■ **TASK REQUIREMENTS**
a) In the essay excerpt, at what age did the narrator stop talking to their mother?
b) Reproduce everything in the essay excerpt from "Image by qiaominxu" down to "my first steps.".

[TEXT EXTRACT start]

Image by qiaominxu 橋茗旭 from Pixabay
Part 1- Rishtas I threw on the Rocks.
At fifteen, I stopped talking to my mother. A slow, deliberate shutting of doors, a retreat into headphones and sarcasm. I would hear her calling me for dinner and pretend I never heard her. I told myself she wouldn’t get it — this heaviness in my chest, this unfamiliar anger pulsing through me like a second heartbeat. I began to believe there was something wrong with me. I had everything to smile about, and still my heart felt like a broken cathedral — echoing with grief I hadn’t earned. It was as if parts of me had been chained in some forgotten dungeon of my mind, screaming, and I couldn’t find the keys. So I chose the easiest thing: I shut her out. My first best friend. The woman who steadied my hands when I took my first steps.
Sometimes I wonder if she ever regretted teaching me how to walk, because I used those very steps to run from her. I unclasped her fingers the moment life started to tremble and vanished into the shadows of myself, leaving behind the ghost of a child she once knew.

[TEXT EXTRACT end]
[DATASET EXCERPTS start]

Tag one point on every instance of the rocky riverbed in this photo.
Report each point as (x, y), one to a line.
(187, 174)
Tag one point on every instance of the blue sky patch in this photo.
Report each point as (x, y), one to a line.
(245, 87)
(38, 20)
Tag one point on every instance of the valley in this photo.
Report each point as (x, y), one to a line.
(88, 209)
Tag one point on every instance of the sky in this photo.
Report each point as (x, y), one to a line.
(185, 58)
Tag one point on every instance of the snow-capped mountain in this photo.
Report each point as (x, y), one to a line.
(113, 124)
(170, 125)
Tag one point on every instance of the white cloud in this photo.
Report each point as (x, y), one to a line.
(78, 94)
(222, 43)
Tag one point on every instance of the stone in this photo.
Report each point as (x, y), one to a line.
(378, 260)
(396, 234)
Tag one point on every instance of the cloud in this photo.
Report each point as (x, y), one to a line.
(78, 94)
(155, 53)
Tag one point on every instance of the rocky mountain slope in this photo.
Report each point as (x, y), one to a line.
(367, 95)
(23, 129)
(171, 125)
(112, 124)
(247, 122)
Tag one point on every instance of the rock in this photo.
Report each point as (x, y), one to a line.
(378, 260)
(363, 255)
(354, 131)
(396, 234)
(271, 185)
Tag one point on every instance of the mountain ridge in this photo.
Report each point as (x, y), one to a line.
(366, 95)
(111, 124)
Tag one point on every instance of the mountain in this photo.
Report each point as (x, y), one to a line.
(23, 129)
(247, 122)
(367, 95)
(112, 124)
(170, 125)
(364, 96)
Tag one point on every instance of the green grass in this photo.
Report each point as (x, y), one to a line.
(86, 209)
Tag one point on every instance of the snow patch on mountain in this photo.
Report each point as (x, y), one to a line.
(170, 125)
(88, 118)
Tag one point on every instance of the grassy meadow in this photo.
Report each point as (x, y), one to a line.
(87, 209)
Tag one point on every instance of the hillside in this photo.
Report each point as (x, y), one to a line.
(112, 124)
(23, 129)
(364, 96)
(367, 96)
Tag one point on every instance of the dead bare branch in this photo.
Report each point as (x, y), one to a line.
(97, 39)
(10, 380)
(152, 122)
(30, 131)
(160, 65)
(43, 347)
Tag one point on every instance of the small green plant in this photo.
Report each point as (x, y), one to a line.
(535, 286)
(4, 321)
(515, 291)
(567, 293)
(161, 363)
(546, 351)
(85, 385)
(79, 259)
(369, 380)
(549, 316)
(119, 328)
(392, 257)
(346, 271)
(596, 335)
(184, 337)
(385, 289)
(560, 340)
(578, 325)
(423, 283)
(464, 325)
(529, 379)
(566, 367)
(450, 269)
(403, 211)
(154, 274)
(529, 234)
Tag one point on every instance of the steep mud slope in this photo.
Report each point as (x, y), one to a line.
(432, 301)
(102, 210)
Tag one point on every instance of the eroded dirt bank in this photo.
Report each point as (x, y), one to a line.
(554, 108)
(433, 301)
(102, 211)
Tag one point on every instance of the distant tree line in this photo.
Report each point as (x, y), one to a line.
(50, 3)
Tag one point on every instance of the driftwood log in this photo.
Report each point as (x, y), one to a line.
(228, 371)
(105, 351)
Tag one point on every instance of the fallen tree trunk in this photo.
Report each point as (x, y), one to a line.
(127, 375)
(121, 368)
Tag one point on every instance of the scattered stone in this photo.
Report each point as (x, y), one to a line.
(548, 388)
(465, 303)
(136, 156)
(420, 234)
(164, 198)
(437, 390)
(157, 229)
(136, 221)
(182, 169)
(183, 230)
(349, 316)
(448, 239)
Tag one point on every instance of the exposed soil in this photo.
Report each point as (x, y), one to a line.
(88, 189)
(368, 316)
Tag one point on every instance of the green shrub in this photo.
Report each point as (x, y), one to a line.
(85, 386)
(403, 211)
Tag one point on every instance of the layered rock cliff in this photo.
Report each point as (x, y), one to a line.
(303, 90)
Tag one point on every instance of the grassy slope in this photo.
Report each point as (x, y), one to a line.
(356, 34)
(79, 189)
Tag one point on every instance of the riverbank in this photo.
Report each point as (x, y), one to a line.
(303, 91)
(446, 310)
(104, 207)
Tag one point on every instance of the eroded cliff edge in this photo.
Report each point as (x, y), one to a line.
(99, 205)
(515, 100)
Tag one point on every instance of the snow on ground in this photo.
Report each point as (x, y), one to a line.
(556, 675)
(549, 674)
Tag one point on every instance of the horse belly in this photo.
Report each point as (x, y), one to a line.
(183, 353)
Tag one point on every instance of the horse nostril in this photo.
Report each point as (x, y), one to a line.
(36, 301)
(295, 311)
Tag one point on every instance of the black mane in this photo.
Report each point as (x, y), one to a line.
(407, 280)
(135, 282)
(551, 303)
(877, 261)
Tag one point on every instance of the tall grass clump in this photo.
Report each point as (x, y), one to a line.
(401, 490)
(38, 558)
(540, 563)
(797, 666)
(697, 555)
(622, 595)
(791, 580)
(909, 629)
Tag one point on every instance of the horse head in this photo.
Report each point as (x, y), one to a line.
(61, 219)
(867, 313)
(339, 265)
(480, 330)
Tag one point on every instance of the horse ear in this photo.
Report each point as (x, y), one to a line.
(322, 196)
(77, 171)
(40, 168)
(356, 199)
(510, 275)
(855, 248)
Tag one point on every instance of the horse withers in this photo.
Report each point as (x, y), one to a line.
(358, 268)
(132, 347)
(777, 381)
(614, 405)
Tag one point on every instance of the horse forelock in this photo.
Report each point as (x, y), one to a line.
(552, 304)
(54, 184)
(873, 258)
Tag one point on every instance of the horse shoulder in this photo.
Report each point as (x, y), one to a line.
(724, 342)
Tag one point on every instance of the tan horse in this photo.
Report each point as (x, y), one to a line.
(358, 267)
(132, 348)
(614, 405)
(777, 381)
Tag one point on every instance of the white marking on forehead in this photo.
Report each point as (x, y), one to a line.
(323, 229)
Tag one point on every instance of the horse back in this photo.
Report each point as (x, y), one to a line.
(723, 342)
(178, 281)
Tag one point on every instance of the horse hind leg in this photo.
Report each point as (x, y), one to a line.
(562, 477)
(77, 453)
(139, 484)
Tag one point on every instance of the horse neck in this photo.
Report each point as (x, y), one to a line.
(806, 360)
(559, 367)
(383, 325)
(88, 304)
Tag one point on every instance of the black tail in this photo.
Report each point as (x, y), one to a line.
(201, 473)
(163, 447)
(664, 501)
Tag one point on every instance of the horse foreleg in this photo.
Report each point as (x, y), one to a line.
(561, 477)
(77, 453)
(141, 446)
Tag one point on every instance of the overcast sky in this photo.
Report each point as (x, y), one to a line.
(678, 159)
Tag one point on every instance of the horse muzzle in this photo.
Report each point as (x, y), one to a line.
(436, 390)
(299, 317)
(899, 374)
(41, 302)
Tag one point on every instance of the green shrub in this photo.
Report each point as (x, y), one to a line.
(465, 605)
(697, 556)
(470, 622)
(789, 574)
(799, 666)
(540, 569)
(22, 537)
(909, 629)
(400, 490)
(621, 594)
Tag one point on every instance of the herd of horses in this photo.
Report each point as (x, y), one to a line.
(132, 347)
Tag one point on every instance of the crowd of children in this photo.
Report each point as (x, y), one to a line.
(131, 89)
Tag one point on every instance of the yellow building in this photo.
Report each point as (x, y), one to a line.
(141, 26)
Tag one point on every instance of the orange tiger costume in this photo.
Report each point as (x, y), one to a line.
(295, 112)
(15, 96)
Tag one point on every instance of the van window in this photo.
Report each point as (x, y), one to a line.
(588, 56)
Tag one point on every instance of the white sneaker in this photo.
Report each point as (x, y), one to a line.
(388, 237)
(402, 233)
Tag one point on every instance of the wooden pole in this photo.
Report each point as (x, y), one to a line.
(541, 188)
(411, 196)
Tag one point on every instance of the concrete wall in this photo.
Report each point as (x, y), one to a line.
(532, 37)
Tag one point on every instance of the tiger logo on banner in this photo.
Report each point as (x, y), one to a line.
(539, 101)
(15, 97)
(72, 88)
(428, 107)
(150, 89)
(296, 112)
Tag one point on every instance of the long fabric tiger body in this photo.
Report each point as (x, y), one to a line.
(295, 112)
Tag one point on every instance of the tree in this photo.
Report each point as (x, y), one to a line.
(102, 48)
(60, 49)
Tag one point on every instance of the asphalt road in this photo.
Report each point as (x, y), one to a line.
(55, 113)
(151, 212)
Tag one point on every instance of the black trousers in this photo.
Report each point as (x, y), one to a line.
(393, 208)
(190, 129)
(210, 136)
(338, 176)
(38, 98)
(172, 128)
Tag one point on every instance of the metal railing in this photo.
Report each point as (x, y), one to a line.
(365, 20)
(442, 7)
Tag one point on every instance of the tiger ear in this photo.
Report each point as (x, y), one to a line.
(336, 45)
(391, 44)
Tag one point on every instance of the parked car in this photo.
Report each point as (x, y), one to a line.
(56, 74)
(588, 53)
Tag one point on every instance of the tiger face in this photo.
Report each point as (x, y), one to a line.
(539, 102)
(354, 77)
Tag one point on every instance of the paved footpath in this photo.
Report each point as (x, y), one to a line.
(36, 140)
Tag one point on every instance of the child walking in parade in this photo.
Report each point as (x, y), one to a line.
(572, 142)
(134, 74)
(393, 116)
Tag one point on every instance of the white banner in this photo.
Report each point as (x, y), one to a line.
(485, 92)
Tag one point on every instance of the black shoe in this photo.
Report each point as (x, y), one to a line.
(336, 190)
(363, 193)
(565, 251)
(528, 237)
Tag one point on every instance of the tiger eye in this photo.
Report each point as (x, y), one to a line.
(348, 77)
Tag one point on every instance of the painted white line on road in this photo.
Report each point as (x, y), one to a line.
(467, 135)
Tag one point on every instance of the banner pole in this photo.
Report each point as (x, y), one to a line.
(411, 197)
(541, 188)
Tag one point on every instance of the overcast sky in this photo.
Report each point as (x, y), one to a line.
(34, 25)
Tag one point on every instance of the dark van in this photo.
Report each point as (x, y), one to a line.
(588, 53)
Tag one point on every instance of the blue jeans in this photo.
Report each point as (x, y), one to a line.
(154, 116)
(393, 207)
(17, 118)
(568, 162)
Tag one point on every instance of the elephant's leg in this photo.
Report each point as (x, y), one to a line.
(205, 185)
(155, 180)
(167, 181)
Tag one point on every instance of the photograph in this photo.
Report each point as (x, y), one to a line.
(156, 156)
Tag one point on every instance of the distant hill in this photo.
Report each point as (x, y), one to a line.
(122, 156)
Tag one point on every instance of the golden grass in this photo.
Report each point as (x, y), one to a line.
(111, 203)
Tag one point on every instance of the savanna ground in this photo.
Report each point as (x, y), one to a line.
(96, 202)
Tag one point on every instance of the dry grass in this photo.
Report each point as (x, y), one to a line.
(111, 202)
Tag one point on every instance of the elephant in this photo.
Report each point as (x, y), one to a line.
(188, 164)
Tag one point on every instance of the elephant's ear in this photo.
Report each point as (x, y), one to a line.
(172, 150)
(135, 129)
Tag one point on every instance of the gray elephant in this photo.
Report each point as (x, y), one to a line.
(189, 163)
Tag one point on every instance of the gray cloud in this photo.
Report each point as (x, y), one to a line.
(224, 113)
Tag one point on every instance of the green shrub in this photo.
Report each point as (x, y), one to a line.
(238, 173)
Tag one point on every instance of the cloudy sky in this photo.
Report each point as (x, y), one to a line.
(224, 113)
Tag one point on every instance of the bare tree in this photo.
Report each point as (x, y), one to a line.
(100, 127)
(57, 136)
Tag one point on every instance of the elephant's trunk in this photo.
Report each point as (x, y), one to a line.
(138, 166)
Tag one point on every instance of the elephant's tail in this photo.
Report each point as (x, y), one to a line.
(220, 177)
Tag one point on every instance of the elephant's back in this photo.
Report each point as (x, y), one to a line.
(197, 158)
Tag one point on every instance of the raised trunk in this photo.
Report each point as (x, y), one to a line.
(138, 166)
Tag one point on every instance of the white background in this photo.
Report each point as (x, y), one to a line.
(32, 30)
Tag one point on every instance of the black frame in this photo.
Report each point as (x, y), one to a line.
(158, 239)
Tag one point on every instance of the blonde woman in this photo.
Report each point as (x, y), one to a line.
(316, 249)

[DATASET EXCERPTS end]

■ **EXPECTED RESPONSES**
a) At fifteen.

b)
Image by qiaominxu 橋茗旭 from Pixabay
Part 1- Rishtas I threw on the Rocks.
At fifteen, I stopped talking to my mother. A slow, deliberate shutting of doors, a retreat into headphones and sarcasm. I would hear her calling me for dinner and pretend I never heard her. I told myself she wouldn’t get it — this heaviness in my chest, this unfamiliar anger pulsing through me like a second heartbeat. I began to believe there was something wrong with me. I had everything to smile about, and still my heart felt like a broken cathedral — echoing with grief I hadn’t earned. It was as if parts of me had been chained in some forgotten dungeon of my mind, screaming, and I couldn’t find the keys. So I chose the easiest thing: I shut her out. My first best friend. The woman who steadied my hands when I took my first steps.